Extract to read:
Start of Block
During her marriage to Ichiyanagi, Ono had continued to spend some of her time in New York, where in 1960 she began to rent a downmarket attic at 112 Chambers Street for the purposes of holding performance events in which she herself starred and at which her innovative conceptual artwork was featured. These events were mostly jointly organised by Ono and the composer La Monte Young.
After Ono’s separation from Ichiyanagi in 1962, she moved back in with her parents before briefly being admitted to a Japanese mental hospital with clinical depression.
John and I felt that we were like people in an H. G. Wells story. Two people who are walking so fast that nobody else can see them.
In 1963, Ono officially married her second husband, the American jazz musician Anthony Cox, whom she had been dating since the previous year, and by whom she had her first child, daughter Kyoko, who was born that August. Their marriage had begun to show signs of strain by 1966 when she first met John Lennon at an exhibition of her art held at the Indica Gallery in London that November, which he visited in person.
At the time of their first meeting, Lennon was married to his first wife Cynthia, by whom he had a three-year-old son, Julian. However, struck up a correspondence with Yoko and subsequently sponsored one of her art shows held in London in September 1967.
End of Block
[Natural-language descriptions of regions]
Start of Block
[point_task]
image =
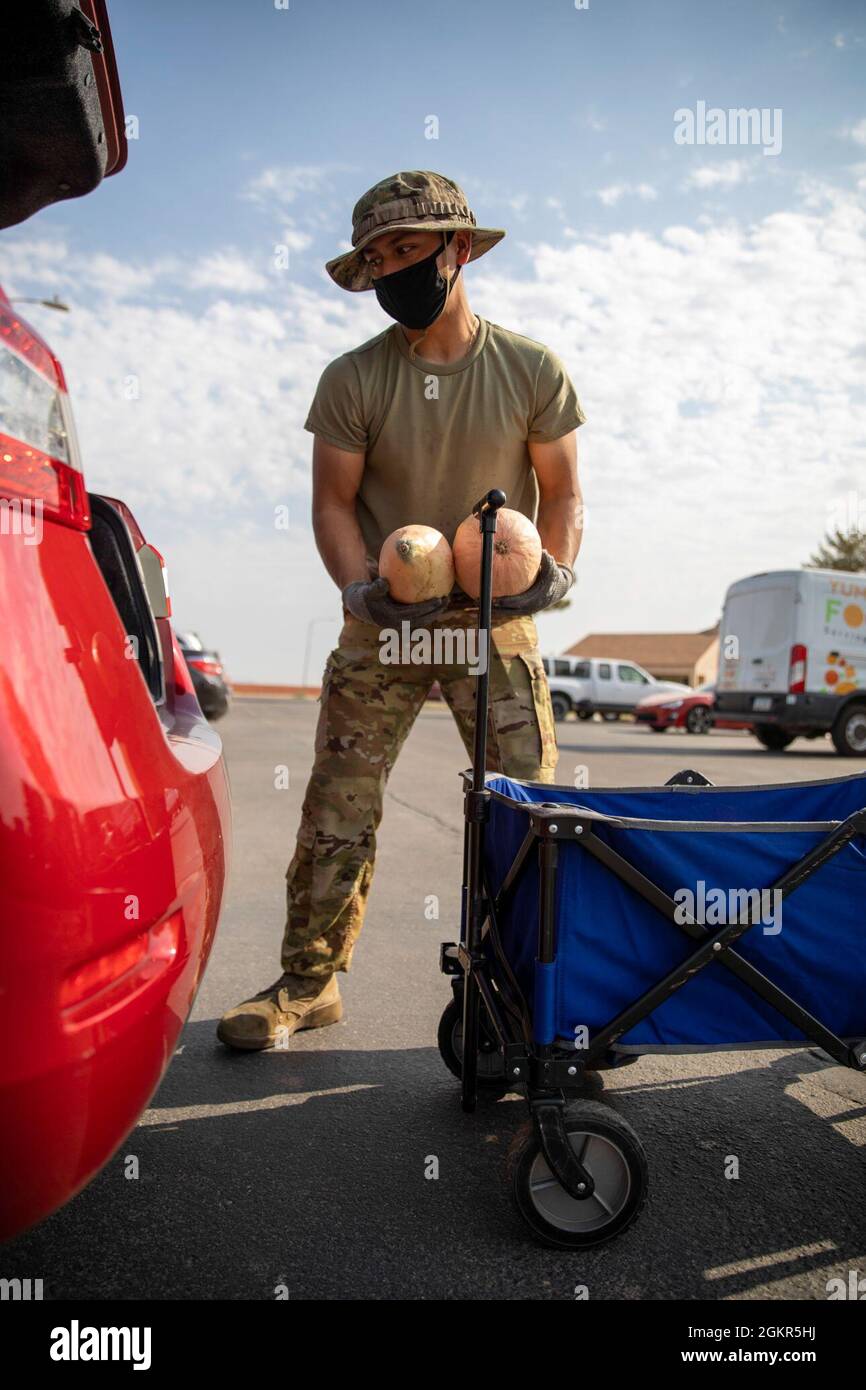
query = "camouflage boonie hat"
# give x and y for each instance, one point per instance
(417, 199)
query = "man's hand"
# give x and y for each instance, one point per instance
(551, 584)
(373, 603)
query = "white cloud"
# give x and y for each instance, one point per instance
(615, 192)
(726, 174)
(285, 184)
(719, 364)
(227, 270)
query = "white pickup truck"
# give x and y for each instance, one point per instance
(597, 684)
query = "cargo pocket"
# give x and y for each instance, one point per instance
(544, 710)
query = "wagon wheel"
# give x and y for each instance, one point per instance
(612, 1153)
(491, 1062)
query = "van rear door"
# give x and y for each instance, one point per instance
(758, 630)
(833, 631)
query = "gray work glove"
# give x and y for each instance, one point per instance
(373, 603)
(551, 584)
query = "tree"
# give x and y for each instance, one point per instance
(841, 551)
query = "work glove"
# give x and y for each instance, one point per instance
(373, 603)
(551, 584)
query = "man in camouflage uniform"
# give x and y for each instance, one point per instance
(406, 438)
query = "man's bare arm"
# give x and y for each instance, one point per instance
(337, 476)
(560, 514)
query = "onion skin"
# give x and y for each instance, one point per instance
(417, 563)
(516, 555)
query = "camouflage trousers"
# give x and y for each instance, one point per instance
(367, 709)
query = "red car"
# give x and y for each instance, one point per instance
(691, 712)
(114, 813)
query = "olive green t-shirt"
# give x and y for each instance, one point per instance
(438, 435)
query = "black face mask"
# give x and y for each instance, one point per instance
(414, 296)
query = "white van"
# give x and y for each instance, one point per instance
(793, 658)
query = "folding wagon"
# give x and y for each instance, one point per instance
(584, 913)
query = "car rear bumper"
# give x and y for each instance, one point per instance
(788, 712)
(114, 849)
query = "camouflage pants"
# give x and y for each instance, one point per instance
(367, 709)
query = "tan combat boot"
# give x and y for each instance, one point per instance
(270, 1018)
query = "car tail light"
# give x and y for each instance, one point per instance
(203, 663)
(39, 464)
(797, 670)
(107, 980)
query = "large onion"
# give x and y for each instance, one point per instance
(417, 563)
(516, 555)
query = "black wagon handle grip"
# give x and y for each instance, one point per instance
(489, 502)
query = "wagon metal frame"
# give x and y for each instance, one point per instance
(495, 1012)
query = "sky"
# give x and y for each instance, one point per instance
(708, 299)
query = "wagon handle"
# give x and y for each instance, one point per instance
(489, 502)
(476, 804)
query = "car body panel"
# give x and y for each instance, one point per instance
(114, 852)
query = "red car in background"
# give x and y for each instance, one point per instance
(114, 812)
(691, 712)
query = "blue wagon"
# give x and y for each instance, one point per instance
(602, 925)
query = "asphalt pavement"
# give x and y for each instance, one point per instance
(306, 1168)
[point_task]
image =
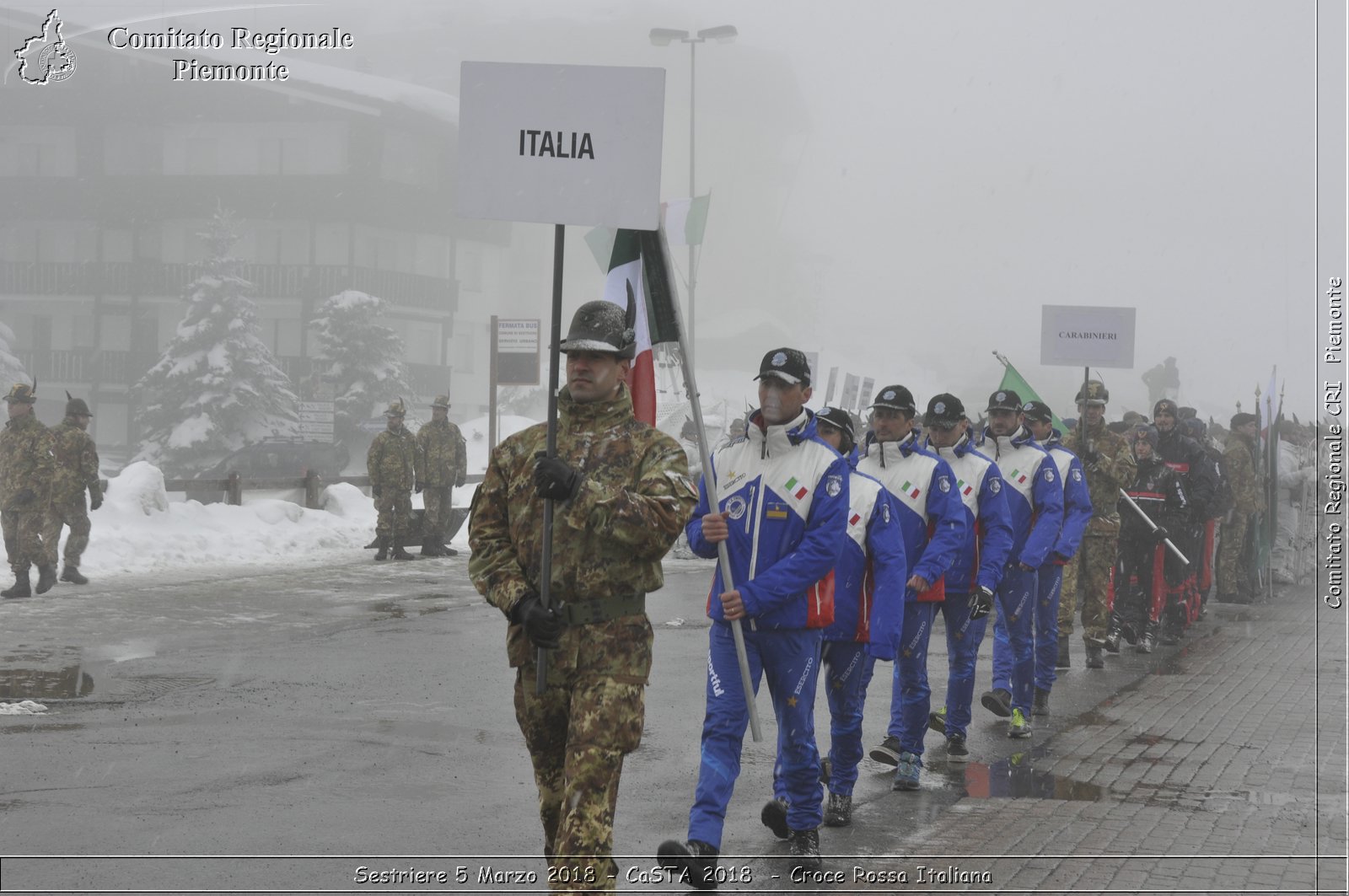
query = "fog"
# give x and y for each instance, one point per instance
(900, 186)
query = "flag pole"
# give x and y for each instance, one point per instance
(710, 476)
(546, 563)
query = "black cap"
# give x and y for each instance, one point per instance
(895, 397)
(838, 419)
(1004, 400)
(943, 410)
(1166, 405)
(1038, 410)
(788, 365)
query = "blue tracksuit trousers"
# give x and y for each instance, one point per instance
(964, 637)
(1013, 636)
(912, 698)
(789, 662)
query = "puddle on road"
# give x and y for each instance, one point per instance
(45, 684)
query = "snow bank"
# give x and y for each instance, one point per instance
(138, 529)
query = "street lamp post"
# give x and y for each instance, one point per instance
(663, 38)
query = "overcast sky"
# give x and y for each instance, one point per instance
(903, 185)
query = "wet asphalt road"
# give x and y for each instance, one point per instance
(361, 714)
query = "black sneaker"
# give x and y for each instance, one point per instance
(888, 754)
(804, 848)
(838, 810)
(775, 818)
(998, 702)
(692, 862)
(1042, 702)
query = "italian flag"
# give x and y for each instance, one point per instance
(685, 220)
(625, 269)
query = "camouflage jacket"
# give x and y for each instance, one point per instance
(391, 462)
(609, 540)
(1112, 469)
(1240, 467)
(78, 463)
(440, 455)
(26, 462)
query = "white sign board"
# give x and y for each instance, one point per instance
(562, 143)
(1086, 336)
(517, 336)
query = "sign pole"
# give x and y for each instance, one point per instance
(492, 392)
(546, 574)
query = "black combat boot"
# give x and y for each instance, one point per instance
(1096, 660)
(72, 574)
(1150, 637)
(1042, 702)
(692, 862)
(1115, 633)
(20, 587)
(804, 849)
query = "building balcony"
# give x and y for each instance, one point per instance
(276, 281)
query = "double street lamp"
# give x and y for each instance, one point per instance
(663, 38)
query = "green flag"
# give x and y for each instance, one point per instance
(1013, 381)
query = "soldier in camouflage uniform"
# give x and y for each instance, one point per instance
(621, 494)
(1247, 500)
(391, 464)
(1110, 466)
(78, 469)
(442, 464)
(26, 469)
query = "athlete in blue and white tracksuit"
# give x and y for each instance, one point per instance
(1035, 501)
(786, 498)
(981, 561)
(868, 614)
(932, 521)
(1077, 513)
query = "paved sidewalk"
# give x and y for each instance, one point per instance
(1221, 770)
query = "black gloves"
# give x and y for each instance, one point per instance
(555, 478)
(543, 626)
(981, 604)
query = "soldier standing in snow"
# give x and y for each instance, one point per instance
(621, 494)
(442, 464)
(26, 469)
(391, 464)
(76, 469)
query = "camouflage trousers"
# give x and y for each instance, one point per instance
(436, 517)
(67, 513)
(1089, 579)
(1232, 577)
(578, 733)
(24, 539)
(395, 514)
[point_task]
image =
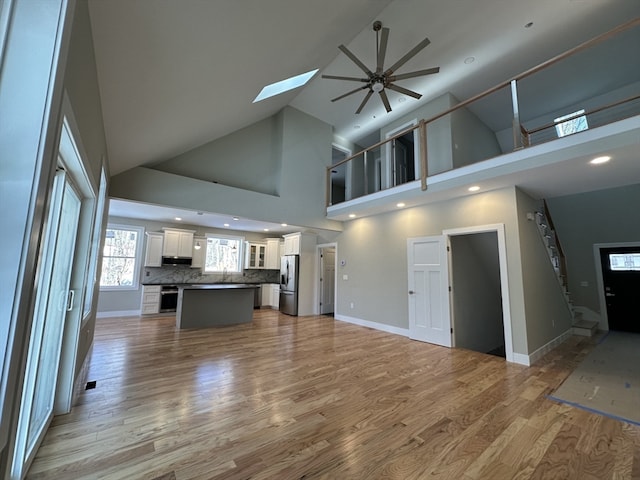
End of Block
Assignment A:
Answer from the text about Yoko Ono:
(i) At what address did Ono begin renting an attic in 1960?
(ii) Whom did Ono officially marry in 1963?
(iii) At which gallery did Ono first meet John Lennon?
Assignment B: Write a continuation of the text about Yoko Ono and John Lennon, starting after its final sentence.
The rows are separate material and have no connection to the text about Yoko Ono.

Response box A:
(i) 112 Chambers Street, New York.
(ii) The American jazz musician Anthony Cox.
(iii) The Indica Gallery in London.

Response box B:
In May 1968, while Cynthia was away on holiday, Lennon covertly invited Ono to his home, where they collaborated on the first of three records they would eventually record together, and began an affair. Cynthia returned the following morning while Ono was still there, and had soon filed for divorce.
Following her own divorce from Cox, Ono married Lennon in Gibraltar in March 1969, and stayed with him for the next four years.
After the disbandment of The Beatles in 1970, the couple moved to New York after suffering from racist remarks aimed at Ono’s ethnicity in the British gutter press.
Together, Lennon and Ono embarked on peace activism, with their involvements including the organisation of protests against the Vietnam War. Lennon’s solo song Imagine, in the promotional video for which Ono was prominently featured, became an international hit and has since remained one of the most widely familiar of all anthems calling for world peace.
In 1971, Yoko lost custody of Kyoko to Cox over allegations of drug misuse. Cox subsequently raised their daughter secretly in a Christian cult called the Church of the Living Word, and she did not see her mother again until 1998.
Many of Ono and Lennon’s early musical collaborations were released under the name The Plastic Ono Band, which was established in 1969 and continued until 1974. It featured a changing rota of prominent guest musicians, including Eric Clapton, Keith Moon, and even former Beatles George Harrison and Ringo Starr.
In July 1973, Ono and Lennon were separated, and he instead formed a relationship with music executive May Fung Lee Pang. However, John and Yoko got back together again in January 1975; and their son Sean was born that October.
Lennon’s life was tragically cut short in December 1980 by a gunshot fired by an angry American Beatles fan called Mark Chapman, who intercepted him and Ono on their return to their apartment.
Following the traumatic loss of her husband to murder, Ono retreated from public life to some extent, but has remained active in music and art ever since, and has recorded several new solo albums between the early 1980s and the late 2000s.
She organised a memorial to her late husband in New York’s Central Park and a museum dedicated to his life in Saitama, Japan, and attended the opening of another memorial to Lennon in Iceland in 2007.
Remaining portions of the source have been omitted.